Lines of data
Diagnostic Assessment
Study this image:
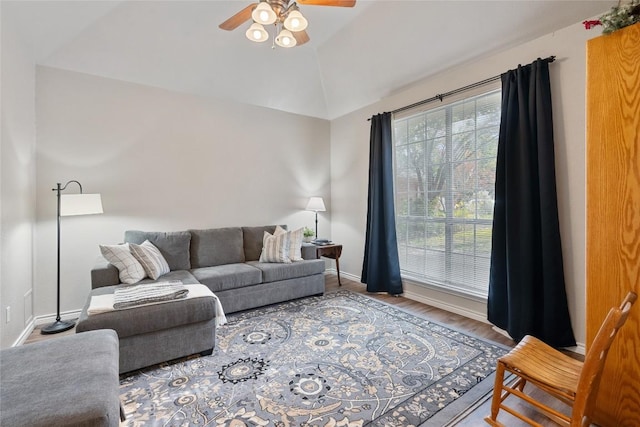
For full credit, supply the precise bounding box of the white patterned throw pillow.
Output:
[273,225,304,262]
[260,231,291,264]
[129,240,171,280]
[100,243,146,285]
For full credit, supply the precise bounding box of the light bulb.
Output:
[276,30,298,47]
[245,22,269,42]
[284,9,309,31]
[251,1,278,25]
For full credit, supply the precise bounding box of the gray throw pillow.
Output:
[124,230,191,271]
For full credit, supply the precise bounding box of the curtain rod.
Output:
[367,55,556,121]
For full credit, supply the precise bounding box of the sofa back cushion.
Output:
[124,230,191,271]
[242,225,280,261]
[189,227,245,268]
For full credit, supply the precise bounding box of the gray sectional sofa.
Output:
[76,226,325,373]
[91,225,325,313]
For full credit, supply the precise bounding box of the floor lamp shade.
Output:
[60,194,103,216]
[40,181,103,334]
[306,197,327,240]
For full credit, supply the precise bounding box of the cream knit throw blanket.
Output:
[113,280,189,310]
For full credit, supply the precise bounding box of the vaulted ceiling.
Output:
[6,0,617,119]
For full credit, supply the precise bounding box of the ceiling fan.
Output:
[219,0,356,47]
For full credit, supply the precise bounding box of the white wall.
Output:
[35,67,330,317]
[0,15,36,348]
[331,19,600,352]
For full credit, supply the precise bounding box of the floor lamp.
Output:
[306,197,327,240]
[41,180,102,334]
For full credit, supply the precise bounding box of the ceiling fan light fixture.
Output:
[276,30,298,47]
[284,8,309,31]
[245,22,269,43]
[251,1,278,25]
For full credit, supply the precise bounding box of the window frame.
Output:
[392,85,501,302]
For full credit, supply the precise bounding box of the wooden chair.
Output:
[484,292,637,427]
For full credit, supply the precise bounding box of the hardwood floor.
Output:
[25,274,582,427]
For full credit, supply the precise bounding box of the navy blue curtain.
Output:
[488,59,576,347]
[361,113,402,295]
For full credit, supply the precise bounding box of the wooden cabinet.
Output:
[586,24,640,427]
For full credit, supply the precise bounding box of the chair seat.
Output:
[498,335,583,396]
[484,292,637,427]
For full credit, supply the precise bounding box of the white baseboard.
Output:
[402,289,489,323]
[12,310,82,347]
[11,317,36,347]
[491,326,586,356]
[34,310,82,326]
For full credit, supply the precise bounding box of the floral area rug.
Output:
[120,291,507,427]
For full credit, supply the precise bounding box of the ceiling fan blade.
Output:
[296,0,356,7]
[291,30,309,46]
[218,3,258,31]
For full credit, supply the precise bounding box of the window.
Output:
[394,90,501,297]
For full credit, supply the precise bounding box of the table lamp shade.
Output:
[306,197,327,212]
[60,194,103,216]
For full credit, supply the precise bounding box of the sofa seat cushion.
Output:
[191,263,262,293]
[189,227,244,269]
[140,270,200,285]
[76,282,216,345]
[247,259,325,283]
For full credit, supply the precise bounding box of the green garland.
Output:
[600,0,640,34]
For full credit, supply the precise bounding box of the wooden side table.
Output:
[315,243,342,286]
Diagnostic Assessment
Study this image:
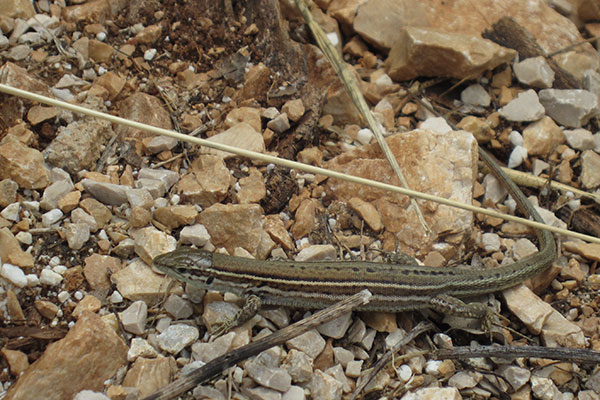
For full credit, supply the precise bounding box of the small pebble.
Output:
[40,269,63,286]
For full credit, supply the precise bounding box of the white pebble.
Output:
[110,290,123,304]
[0,264,27,288]
[144,49,157,61]
[48,256,60,267]
[40,269,62,286]
[98,229,108,240]
[25,274,40,287]
[52,265,67,275]
[42,208,63,228]
[508,131,523,146]
[508,146,527,168]
[56,290,71,303]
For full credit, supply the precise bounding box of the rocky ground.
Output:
[0,0,600,400]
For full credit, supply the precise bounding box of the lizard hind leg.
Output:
[211,295,261,338]
[429,295,496,340]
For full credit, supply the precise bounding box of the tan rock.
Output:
[354,0,429,51]
[62,0,116,24]
[265,215,294,251]
[0,62,51,97]
[116,92,173,139]
[5,313,127,400]
[44,111,114,174]
[323,81,361,125]
[326,130,477,255]
[202,122,265,159]
[456,115,495,144]
[523,117,565,157]
[131,227,177,265]
[6,289,25,321]
[354,0,598,63]
[27,106,58,125]
[348,197,383,232]
[71,294,102,319]
[79,197,112,228]
[154,204,198,229]
[344,36,369,57]
[281,99,305,122]
[0,0,35,18]
[327,0,366,29]
[0,122,37,146]
[33,300,58,319]
[296,147,323,167]
[95,71,125,100]
[177,155,232,207]
[123,356,177,398]
[385,28,516,81]
[553,51,600,81]
[237,63,271,101]
[83,254,123,291]
[225,107,262,132]
[235,167,267,204]
[0,142,50,189]
[129,206,152,228]
[135,25,162,44]
[0,179,19,208]
[0,347,29,376]
[198,203,264,256]
[111,261,183,306]
[58,190,81,214]
[290,199,323,240]
[0,228,33,268]
[88,39,115,62]
[502,285,585,348]
[581,150,600,189]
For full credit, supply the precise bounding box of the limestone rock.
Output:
[0,142,50,189]
[5,313,127,400]
[539,89,599,128]
[116,92,173,139]
[385,27,516,81]
[326,130,477,254]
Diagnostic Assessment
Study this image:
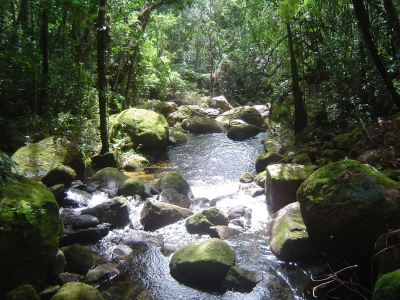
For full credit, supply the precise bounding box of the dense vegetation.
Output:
[0,0,400,154]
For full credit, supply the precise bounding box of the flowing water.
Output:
[92,133,311,300]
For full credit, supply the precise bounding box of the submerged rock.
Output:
[297,160,400,264]
[51,282,104,300]
[140,199,193,231]
[269,202,321,262]
[169,239,235,285]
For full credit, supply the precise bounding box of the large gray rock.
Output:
[269,202,321,262]
[110,108,168,150]
[182,116,224,133]
[140,199,193,231]
[266,164,314,212]
[82,196,130,228]
[169,239,235,284]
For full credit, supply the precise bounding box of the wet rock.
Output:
[60,227,110,247]
[4,284,39,300]
[239,172,254,183]
[210,96,233,112]
[372,270,400,300]
[86,168,129,197]
[208,225,241,240]
[222,266,261,293]
[140,198,193,231]
[297,160,400,267]
[169,238,235,284]
[155,171,190,197]
[269,202,321,262]
[49,250,65,278]
[82,196,130,229]
[182,116,224,133]
[266,164,314,212]
[72,214,99,229]
[49,183,65,204]
[255,152,285,173]
[42,165,77,187]
[51,282,104,300]
[110,108,168,150]
[62,244,95,275]
[85,264,119,286]
[158,189,191,208]
[117,178,145,197]
[0,177,62,298]
[39,285,60,300]
[227,124,264,141]
[185,207,229,234]
[57,273,84,285]
[11,137,85,179]
[373,229,400,277]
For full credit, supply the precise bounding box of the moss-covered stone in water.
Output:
[4,284,39,300]
[0,178,62,296]
[372,270,400,300]
[11,137,85,176]
[297,160,400,264]
[51,282,104,300]
[169,239,235,284]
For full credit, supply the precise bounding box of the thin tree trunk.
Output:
[286,22,307,135]
[383,0,400,47]
[352,0,400,110]
[97,0,110,154]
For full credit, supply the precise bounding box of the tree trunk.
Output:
[383,0,400,47]
[352,0,400,110]
[97,0,110,154]
[286,22,307,135]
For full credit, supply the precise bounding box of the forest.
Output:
[0,0,400,155]
[0,0,400,300]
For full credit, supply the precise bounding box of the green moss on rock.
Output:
[0,178,62,296]
[372,270,400,300]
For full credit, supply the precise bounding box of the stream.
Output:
[91,133,313,300]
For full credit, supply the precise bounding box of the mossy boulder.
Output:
[156,171,190,196]
[265,164,314,212]
[11,137,85,177]
[255,152,285,173]
[86,167,129,197]
[4,284,39,300]
[297,160,400,264]
[269,202,320,262]
[169,238,235,285]
[42,165,76,187]
[82,196,130,229]
[182,116,224,133]
[227,124,264,141]
[0,178,62,297]
[185,207,229,234]
[110,108,168,150]
[117,178,145,197]
[140,199,193,231]
[372,270,400,300]
[51,282,104,300]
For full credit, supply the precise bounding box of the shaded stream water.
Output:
[92,133,312,300]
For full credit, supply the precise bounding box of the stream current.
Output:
[92,133,312,300]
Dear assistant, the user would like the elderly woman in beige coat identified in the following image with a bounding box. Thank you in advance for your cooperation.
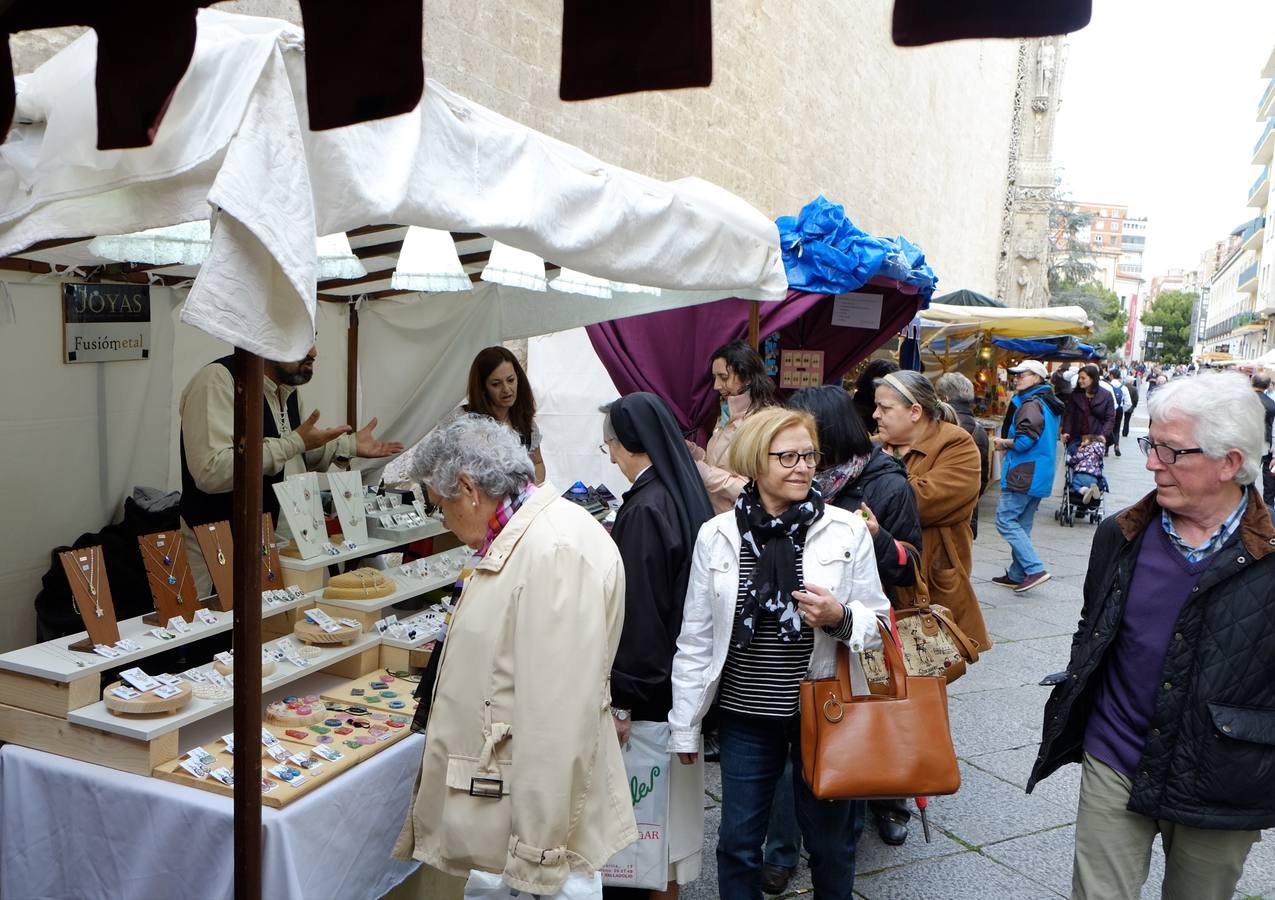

### [TASK TO CARRY OUT]
Arrange everything from the line containing "For full credit, supply the precise bounding box of the table" down to the line containing "[40,269,63,286]", both included, as a JSON list of strings with one string per line. Skip blank lines and leave the pictures out.

### [ANSWER FOR THIS EXERCISE]
[
  "For full credit, supply the precise bounding box of the table lamp shade.",
  "Output:",
  "[306,197,327,212]",
  "[60,194,103,216]",
  "For full credit, supply the precise bounding box of the sofa seat cushion.",
  "Output:",
  "[191,263,262,293]",
  "[189,227,244,269]",
  "[140,270,200,285]",
  "[76,282,216,345]",
  "[247,259,325,283]",
  "For full credit, supply the precise bounding box of the green garland.",
  "Output:",
  "[600,0,640,34]",
  "For full credit, supply the precise bounding box of the wooden side table.",
  "Output:",
  "[315,243,342,286]",
  "Diagnostic Assessment",
  "Study this image:",
  "For full credit, supply the precise bounding box of the small pebble.",
  "Output:",
  "[40,269,63,286]"
]